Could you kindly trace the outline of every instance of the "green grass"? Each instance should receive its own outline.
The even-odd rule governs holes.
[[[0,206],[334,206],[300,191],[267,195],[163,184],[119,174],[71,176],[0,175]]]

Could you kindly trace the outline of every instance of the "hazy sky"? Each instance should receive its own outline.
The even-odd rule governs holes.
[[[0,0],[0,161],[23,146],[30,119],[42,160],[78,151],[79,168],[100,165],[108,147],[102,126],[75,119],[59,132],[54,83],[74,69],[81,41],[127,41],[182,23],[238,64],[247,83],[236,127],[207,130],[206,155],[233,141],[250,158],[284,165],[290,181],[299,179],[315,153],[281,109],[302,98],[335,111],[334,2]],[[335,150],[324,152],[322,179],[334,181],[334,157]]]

-------------------------

| JOB |
Repeat every line of the records above exactly.

| RESULT OF THE EXERCISE |
Could you kindly trace the outline of every instance of the "green grass"? Each instance should receive its own outline.
The even-odd rule governs holes.
[[[0,206],[334,206],[300,191],[267,195],[163,184],[119,174],[71,176],[0,175]]]

Could you kindly trace the outline of every instance of the "hazy sky"? Each instance should receive its own outline.
The even-odd rule governs holes.
[[[0,0],[0,161],[23,146],[30,119],[42,160],[78,151],[79,168],[100,165],[108,147],[102,126],[75,119],[59,132],[54,83],[74,69],[81,41],[127,41],[182,23],[238,64],[247,83],[236,127],[207,130],[206,155],[233,141],[250,158],[284,165],[290,181],[299,179],[315,153],[281,109],[302,98],[335,111],[334,2]],[[335,150],[324,152],[322,179],[334,181],[334,157]]]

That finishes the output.